▶ [WHAT TO DO]
[a] From the following passage on Good Friday and mindfulness, extract the portion that begins at the words "I was brought" and ends after the words "Painful Death Friday'?", copying it verbatim.
[b] According to the following passage on Good Friday and mindfulness, in which tradition does mindfulness have its roots?

▶ [EXTRACTED TEXT]
+===+

I was brought up a Christian - and not just any kind of Christian, a born-again evangelical Christian, no stranger to tambourines, proselytising or speaking in tongues. My parents were even missionaries for a while. I rebelled against this as soon as I was old enough to discover feminism and science, but churches and Christianity still inform much of my spiritual and cultural experiences. Good Friday was always a key day in the Christian calendar for us, a day where we remembered the crucifixion and death of Jesus,. Having a coffee with a friend, she mentioned her German partner did not understand why in English we refer to the day when Christ was crucified as 'Good' Friday. And he has a point. It wasn't, presumably, a very good day for Jesus. Wouldn't it make more sense to call it 'Torture And Painful Death Friday'?
How could we look at this day, so significant in the Christian calendar, mindfully? Mindfulness has its roots not in Christianity but in Buddhism, a very different tradition. In mindfulness, after all, we try to observe our own feelings and experiences without judgement, without labelling them as 'good' or 'bad'. So, whilst dying a painful death at the hands of Romans isn't 'good' for the person dying, it represents a huge personal sacrifice for the greater good. Christ died, Christians are taught, to save us all from our sins.
We learn repeatedly as we train in mindfulness that its benefits are not just to ourselves. By learning to calm our frazzled minds, and demonstrating the possibilities and strength of compassion, we create calmness and loving kindness around us. Whilst taking time to focus on ourselves sometimes feels like a selfish act, particularly to those of us used to caring for others, it is not really. We can only care for others if we take care of ourselves.

+===+

▶ [DATA EXCERPTS]
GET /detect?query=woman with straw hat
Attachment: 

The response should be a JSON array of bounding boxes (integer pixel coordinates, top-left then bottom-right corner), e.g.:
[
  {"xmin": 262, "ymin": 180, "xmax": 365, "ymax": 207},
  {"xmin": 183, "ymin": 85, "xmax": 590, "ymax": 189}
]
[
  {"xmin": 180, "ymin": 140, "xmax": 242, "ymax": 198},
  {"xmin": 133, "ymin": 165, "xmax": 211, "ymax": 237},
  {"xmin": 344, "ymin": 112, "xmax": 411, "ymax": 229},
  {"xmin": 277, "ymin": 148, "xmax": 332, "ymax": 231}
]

+===+

▶ [SOLVED PROBLEMS]
[a]
I was brought up a Christian - and not just any kind of Christian, a born-again evangelical Christian, no stranger to tambourines, proselytising or speaking in tongues. My parents were even missionaries for a while. I rebelled against this as soon as I was old enough to discover feminism and science, but churches and Christianity still inform much of my spiritual and cultural experiences. Good Friday was always a key day in the Christian calendar for us, a day where we remembered the crucifixion and death of Jesus,. Having a coffee with a friend, she mentioned her German partner did not understand why in English we refer to the day when Christ was crucified as 'Good' Friday. And he has a point. It wasn't, presumably, a very good day for Jesus. Wouldn't it make more sense to call it 'Torture And Painful Death Friday'?

[b] Buddhism.